● **EXCERPT**:

####

This is a major problem when evaluating the power of AI classification systems in such situations. Is the “accuracy” of the solution 7% or 99.9%? Both calculations are correct, but neither are particularly helpful in determining the value of this solution. Unfortunately, people with an agenda can and do exploit this confusion to mislead, either accidently or knowingly. So whenever you see “accuracy” quoted in an article related to AI, look very closely at the motivations of the author.

To understand why “accuracy” is such a poor measure of performance, consider the detection of lung cancer. In the UK, approximately 1 person in every 1,000 is diagnosed with lung cancer annually. Now, I could easily develop an AI lung cancer test that is 99.9% accurate – all the test needs to do is always report a negative result – in 999 cases out of 1,000 it will be totally correct. The system is not helpful, in fact it would be downright harmful, but it is still 99.9% accurate. This is a common problem – many AI tools are aimed at detecting rare occurrences; be it criminal identification, cancer detection, equipment failure, or more mundane things like targeted advertising.

When searching for a needle in a haystack, calling everything hay is very accurate, but not very helpful.

If Not Accuracy Then What?

If accuracy is a bad measure, how can you evaluate the value of an AI solution? Let’s revisit our criminal offender detection AI solution. How would a perfect facial recognition system perform? Well, it would successfully identify every offender detected by the cameras, and it would never falsely accuse anyone that is innocent. Unfortunately, such algorithms are never perfect, so some innocent people may get labeled as offenders (false positives), while some offenders may not get detected (false negatives). There is nearly always a trade-off between these two events. By raising the threshold for positively identifying an offender, perhaps by specifying that the person’s full face must be seen and match exactly, the false positive rate can be greatly reduced, but this will also increase the likelihood that offenders will be missed, increasing the False Negative Rate. This trade-off is shown in the figure below:

The figure shows an example of the performance of a general AI-based classification system. In most cases such a system can be adjusted to operate at any point along the curve, reducing the False Positive Rate or reducing the False Negative Rate, but not both at the same time. The aim is to create a solution that will offer perfect performance, as indicated by the star. No false negatives and no false positives. However, until such a solution exists, the user will always face a trade-off.

####

● **RECORDS**:
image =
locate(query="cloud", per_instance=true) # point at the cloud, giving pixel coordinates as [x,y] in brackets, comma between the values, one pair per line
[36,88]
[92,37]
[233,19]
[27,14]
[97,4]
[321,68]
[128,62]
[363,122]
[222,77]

####

List every example the excerpt on measuring AI accuracy gives of the rare occurrences that many AI tools are aimed at detecting.

● **RESPONSE**:
- criminal identification
- cancer detection
- equipment failure
- targeted advertising